◆ Challenge: Format the material below, from the line containing "Audit note: wooden garage" through the line containing "[[53, 348, 287, 455], [469, 360, 564, 434]]" inclusive, as a JSON list of strings. Use one string per line and omit blank lines.

◆ Supplied data:
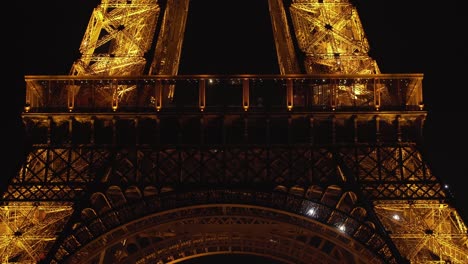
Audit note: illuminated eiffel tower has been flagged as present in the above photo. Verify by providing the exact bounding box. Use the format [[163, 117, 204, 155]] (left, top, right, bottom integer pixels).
[[4, 0, 468, 263]]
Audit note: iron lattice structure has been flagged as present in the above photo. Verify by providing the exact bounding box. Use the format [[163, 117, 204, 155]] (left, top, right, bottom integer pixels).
[[5, 0, 468, 263]]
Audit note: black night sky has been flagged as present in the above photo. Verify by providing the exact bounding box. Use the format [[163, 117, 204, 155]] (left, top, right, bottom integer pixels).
[[9, 0, 468, 262]]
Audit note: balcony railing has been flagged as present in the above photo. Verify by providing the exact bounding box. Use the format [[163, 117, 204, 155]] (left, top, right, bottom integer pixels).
[[24, 74, 423, 112]]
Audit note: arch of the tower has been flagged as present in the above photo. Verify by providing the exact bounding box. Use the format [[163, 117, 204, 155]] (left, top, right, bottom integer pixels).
[[53, 186, 394, 263]]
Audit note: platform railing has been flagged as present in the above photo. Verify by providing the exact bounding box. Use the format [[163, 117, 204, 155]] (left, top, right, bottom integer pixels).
[[24, 74, 424, 113]]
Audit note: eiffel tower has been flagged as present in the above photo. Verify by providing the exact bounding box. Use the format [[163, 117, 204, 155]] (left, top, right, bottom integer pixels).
[[4, 0, 468, 263]]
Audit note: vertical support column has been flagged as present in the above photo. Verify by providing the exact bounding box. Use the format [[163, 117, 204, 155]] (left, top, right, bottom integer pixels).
[[89, 116, 96, 145], [286, 79, 294, 111], [395, 116, 402, 142], [242, 79, 250, 111], [309, 116, 315, 145], [373, 78, 381, 111], [67, 116, 73, 144], [331, 115, 336, 144], [375, 116, 381, 142], [330, 79, 338, 111], [268, 0, 301, 74], [111, 80, 119, 112], [198, 79, 206, 112], [353, 116, 359, 143], [154, 80, 163, 111], [67, 81, 76, 112]]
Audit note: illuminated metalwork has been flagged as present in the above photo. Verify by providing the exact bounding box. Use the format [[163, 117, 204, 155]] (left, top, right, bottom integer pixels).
[[7, 0, 468, 263]]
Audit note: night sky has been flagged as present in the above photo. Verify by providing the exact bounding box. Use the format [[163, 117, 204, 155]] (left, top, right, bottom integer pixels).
[[11, 0, 468, 262]]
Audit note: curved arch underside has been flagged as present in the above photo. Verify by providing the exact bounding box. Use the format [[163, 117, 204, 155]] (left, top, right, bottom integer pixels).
[[55, 188, 393, 263]]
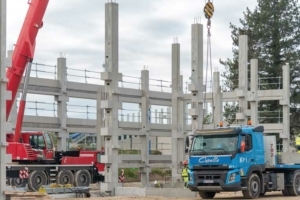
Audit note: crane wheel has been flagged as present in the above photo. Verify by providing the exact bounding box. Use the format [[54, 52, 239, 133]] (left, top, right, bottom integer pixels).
[[74, 169, 91, 186], [10, 178, 26, 188], [28, 170, 47, 191], [56, 170, 74, 185]]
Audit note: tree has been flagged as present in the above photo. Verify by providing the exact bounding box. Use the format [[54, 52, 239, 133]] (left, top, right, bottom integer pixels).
[[220, 0, 300, 138]]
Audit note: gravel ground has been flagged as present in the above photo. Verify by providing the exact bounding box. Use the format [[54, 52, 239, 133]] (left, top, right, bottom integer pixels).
[[59, 192, 300, 200]]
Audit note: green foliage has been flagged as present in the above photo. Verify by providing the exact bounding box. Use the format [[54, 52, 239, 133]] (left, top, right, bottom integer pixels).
[[220, 0, 300, 136]]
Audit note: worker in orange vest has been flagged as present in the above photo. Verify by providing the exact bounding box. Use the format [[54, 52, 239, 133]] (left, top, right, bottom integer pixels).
[[181, 160, 189, 188]]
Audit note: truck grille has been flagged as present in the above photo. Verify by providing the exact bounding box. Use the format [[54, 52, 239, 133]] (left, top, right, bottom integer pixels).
[[198, 175, 221, 180]]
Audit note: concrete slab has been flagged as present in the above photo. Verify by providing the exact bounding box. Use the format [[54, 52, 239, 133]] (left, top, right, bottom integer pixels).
[[115, 187, 198, 198]]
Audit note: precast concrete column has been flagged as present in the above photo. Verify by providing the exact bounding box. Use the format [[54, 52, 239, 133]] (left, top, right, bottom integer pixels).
[[171, 43, 185, 181], [140, 70, 150, 186], [280, 63, 290, 152], [235, 35, 248, 125], [0, 0, 8, 199], [213, 72, 223, 128], [100, 2, 122, 195], [188, 24, 204, 131], [55, 57, 69, 151], [96, 86, 105, 150], [248, 59, 259, 126]]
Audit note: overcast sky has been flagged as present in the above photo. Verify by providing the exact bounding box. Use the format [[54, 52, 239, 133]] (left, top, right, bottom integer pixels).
[[7, 0, 257, 118]]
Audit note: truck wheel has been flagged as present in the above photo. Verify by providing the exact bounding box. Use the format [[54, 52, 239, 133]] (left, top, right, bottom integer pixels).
[[56, 170, 74, 185], [288, 171, 300, 196], [28, 170, 47, 191], [10, 178, 26, 188], [199, 191, 216, 199], [74, 169, 91, 186], [282, 186, 291, 196], [243, 174, 261, 199]]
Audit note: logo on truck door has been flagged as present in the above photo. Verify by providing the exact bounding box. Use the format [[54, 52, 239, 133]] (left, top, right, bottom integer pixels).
[[198, 156, 219, 163]]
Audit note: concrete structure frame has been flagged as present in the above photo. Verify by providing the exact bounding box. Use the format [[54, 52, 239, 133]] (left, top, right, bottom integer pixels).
[[0, 0, 289, 195]]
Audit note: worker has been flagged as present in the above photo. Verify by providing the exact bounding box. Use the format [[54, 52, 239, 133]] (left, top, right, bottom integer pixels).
[[181, 160, 189, 189], [119, 169, 125, 187]]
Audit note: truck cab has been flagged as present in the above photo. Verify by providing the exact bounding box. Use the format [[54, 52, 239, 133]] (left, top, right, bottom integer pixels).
[[188, 126, 265, 199], [6, 132, 54, 161]]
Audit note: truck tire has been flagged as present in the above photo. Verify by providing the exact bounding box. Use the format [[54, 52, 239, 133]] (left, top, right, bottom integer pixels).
[[56, 170, 74, 185], [74, 169, 91, 187], [10, 178, 26, 188], [282, 186, 291, 196], [199, 191, 216, 199], [28, 170, 47, 191], [242, 174, 261, 199], [288, 171, 300, 196]]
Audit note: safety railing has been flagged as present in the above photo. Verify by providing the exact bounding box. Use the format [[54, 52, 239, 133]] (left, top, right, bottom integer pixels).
[[17, 100, 57, 117], [119, 74, 142, 89], [221, 76, 283, 90], [67, 67, 104, 85], [149, 78, 172, 92], [30, 63, 57, 79], [67, 103, 97, 119]]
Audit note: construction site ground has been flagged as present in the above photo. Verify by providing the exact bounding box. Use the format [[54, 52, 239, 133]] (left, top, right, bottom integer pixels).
[[58, 192, 299, 200]]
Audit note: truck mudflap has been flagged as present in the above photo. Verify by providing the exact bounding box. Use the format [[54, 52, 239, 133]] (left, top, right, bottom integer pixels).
[[188, 180, 242, 192]]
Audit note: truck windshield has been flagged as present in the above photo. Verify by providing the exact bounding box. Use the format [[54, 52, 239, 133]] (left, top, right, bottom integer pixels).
[[191, 134, 238, 155]]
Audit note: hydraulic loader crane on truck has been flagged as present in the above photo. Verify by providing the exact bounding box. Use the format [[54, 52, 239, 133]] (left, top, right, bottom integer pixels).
[[186, 125, 300, 199], [6, 0, 104, 191]]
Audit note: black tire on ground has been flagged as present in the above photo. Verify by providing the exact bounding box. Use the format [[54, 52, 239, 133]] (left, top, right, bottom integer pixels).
[[28, 170, 47, 191], [242, 174, 261, 199], [282, 186, 291, 196], [199, 191, 216, 199], [56, 170, 74, 185], [288, 170, 300, 196], [9, 178, 26, 188], [74, 169, 91, 186]]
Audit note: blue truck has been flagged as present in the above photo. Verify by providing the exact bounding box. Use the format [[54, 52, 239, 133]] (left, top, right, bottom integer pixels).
[[186, 125, 300, 199]]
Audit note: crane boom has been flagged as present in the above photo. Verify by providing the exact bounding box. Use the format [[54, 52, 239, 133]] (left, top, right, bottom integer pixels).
[[6, 0, 49, 121]]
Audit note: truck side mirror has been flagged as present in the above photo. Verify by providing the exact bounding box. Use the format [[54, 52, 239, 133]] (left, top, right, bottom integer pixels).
[[240, 141, 246, 153], [185, 136, 190, 147]]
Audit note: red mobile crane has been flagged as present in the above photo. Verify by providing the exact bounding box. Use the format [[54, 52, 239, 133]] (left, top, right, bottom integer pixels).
[[6, 0, 104, 191]]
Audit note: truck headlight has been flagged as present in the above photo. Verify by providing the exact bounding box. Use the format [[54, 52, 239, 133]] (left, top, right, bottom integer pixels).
[[228, 173, 236, 182]]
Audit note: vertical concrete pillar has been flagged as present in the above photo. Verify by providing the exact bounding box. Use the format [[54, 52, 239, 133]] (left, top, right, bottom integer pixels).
[[0, 0, 7, 199], [213, 72, 223, 128], [280, 63, 290, 152], [188, 24, 204, 132], [248, 59, 259, 126], [100, 2, 122, 195], [96, 86, 104, 150], [140, 70, 150, 186], [171, 43, 185, 181], [236, 35, 248, 125], [55, 57, 69, 151]]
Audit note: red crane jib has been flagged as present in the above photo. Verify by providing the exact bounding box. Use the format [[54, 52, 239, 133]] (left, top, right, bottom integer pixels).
[[6, 0, 49, 120]]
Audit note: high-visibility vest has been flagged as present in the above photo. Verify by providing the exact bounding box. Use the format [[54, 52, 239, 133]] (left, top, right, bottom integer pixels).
[[181, 167, 188, 177]]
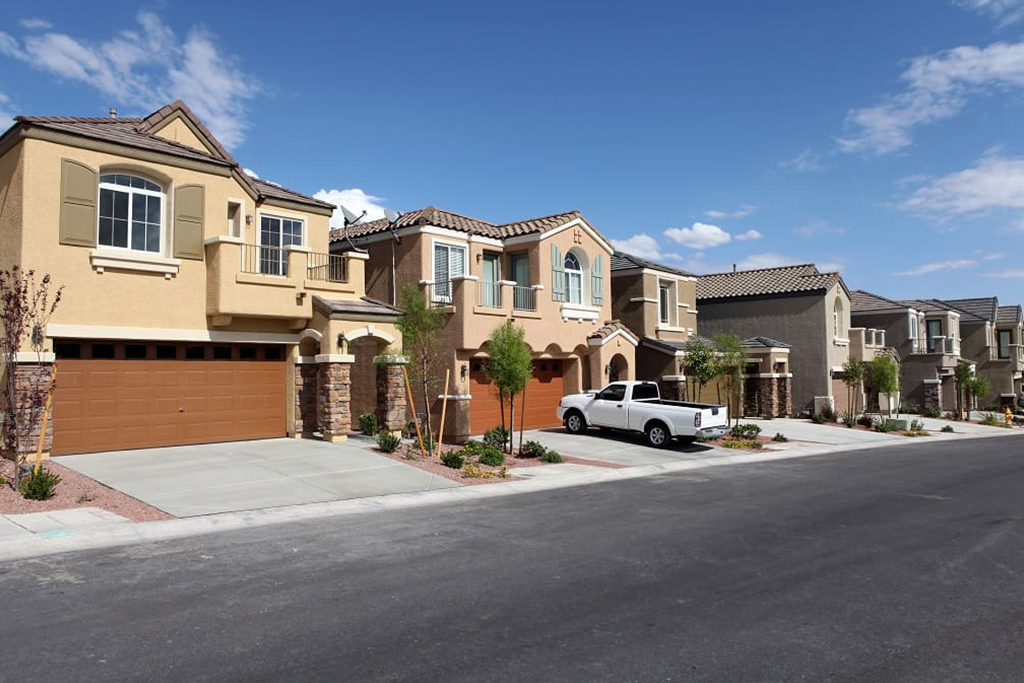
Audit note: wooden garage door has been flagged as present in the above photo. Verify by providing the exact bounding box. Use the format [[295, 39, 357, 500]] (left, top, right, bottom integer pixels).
[[53, 348, 287, 455], [469, 360, 564, 434]]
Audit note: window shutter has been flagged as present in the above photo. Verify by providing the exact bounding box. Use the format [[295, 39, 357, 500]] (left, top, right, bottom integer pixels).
[[590, 254, 604, 306], [174, 185, 206, 261], [551, 245, 566, 301], [59, 159, 99, 247]]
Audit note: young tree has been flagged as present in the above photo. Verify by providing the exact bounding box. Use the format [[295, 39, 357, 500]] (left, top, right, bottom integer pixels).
[[395, 284, 445, 443], [841, 358, 867, 416], [714, 334, 746, 425], [869, 353, 899, 417], [682, 337, 718, 401], [485, 321, 534, 451], [0, 265, 63, 486]]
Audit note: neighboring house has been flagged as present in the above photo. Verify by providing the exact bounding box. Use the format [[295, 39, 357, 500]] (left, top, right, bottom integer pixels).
[[332, 207, 638, 440], [0, 101, 404, 454], [696, 263, 851, 413], [943, 297, 1024, 407], [611, 252, 792, 417]]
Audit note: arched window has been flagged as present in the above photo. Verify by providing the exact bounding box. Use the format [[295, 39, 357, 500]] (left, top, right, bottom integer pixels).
[[97, 173, 164, 253], [563, 252, 583, 303]]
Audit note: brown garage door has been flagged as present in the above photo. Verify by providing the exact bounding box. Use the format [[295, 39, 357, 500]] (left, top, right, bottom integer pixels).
[[53, 345, 287, 455], [469, 359, 564, 434]]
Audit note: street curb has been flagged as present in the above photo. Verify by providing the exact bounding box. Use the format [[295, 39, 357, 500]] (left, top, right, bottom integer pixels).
[[0, 430, 1019, 562]]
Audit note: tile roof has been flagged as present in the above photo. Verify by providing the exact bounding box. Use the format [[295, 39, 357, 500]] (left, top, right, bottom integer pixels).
[[331, 206, 583, 242], [697, 263, 846, 300], [611, 251, 693, 278]]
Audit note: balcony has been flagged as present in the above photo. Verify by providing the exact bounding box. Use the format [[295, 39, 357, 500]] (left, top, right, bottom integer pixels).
[[206, 236, 366, 326]]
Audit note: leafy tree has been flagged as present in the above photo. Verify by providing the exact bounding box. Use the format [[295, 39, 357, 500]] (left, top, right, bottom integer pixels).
[[484, 321, 534, 451], [395, 284, 445, 443], [840, 358, 867, 416], [868, 353, 899, 417], [714, 334, 746, 425], [682, 337, 719, 401]]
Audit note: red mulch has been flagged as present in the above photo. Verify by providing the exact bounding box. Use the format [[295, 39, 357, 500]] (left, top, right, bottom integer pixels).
[[0, 458, 174, 522]]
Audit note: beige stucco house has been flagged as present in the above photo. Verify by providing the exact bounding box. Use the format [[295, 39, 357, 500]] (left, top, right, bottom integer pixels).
[[0, 101, 403, 454], [332, 207, 638, 440], [611, 252, 793, 418]]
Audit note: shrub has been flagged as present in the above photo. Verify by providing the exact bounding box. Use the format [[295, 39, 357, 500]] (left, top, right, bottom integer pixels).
[[377, 431, 401, 453], [483, 427, 509, 451], [359, 413, 377, 436], [17, 467, 60, 501], [477, 445, 505, 467], [519, 441, 547, 458], [541, 449, 564, 464], [441, 450, 466, 470], [729, 423, 761, 440]]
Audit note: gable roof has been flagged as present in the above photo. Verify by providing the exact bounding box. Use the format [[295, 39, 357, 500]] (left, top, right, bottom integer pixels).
[[331, 206, 583, 242], [697, 263, 849, 300], [611, 251, 693, 278], [0, 99, 335, 210]]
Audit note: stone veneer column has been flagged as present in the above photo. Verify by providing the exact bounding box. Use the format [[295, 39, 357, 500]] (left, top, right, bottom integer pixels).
[[316, 353, 355, 442], [375, 355, 409, 432]]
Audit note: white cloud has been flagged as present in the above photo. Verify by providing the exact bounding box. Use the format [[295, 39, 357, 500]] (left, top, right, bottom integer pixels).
[[313, 187, 385, 227], [665, 223, 732, 249], [778, 147, 824, 173], [705, 204, 758, 219], [953, 0, 1024, 27], [899, 154, 1024, 220], [18, 16, 53, 31], [838, 42, 1024, 155], [0, 10, 261, 147], [611, 232, 682, 261], [896, 258, 978, 275]]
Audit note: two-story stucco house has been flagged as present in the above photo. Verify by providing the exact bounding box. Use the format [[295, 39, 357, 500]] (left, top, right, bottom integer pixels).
[[696, 263, 851, 414], [943, 297, 1024, 408], [332, 207, 637, 440], [0, 101, 404, 454], [611, 252, 793, 418]]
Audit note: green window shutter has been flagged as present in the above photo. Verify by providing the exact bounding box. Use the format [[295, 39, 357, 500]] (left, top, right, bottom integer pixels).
[[59, 159, 99, 247], [551, 245, 567, 301], [173, 185, 206, 261], [590, 254, 604, 306]]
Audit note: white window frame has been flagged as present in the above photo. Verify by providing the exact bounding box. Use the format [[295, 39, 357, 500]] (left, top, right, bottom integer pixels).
[[96, 171, 167, 256]]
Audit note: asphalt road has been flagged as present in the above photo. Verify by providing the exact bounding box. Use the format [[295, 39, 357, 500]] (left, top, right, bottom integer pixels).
[[0, 437, 1024, 683]]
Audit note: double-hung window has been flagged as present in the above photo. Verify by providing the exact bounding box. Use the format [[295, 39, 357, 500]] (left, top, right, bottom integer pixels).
[[96, 173, 164, 254], [431, 242, 466, 303], [259, 216, 302, 275]]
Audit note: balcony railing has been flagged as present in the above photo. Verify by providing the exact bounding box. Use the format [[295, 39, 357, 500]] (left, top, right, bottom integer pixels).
[[476, 283, 502, 308], [512, 285, 537, 310], [306, 252, 348, 283], [242, 245, 288, 276]]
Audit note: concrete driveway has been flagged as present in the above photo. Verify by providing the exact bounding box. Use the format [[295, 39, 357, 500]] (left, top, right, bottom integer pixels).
[[53, 438, 462, 517]]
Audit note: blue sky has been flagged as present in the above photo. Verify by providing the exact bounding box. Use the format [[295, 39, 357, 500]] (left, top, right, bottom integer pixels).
[[0, 0, 1024, 303]]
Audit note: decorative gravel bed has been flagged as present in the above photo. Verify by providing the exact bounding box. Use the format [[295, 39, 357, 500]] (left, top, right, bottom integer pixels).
[[0, 458, 174, 522]]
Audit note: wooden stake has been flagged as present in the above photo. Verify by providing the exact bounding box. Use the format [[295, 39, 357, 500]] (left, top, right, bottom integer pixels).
[[437, 368, 452, 458], [401, 366, 430, 460]]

◆ Result:
[
  "Audit note: wooden garage door has been flagged as present in the above photo. Verify by providing the exact bounding box. Use the format [[295, 39, 357, 500]] (left, top, right, bottom integer pixels).",
  "[[53, 348, 287, 455], [469, 360, 564, 434]]"
]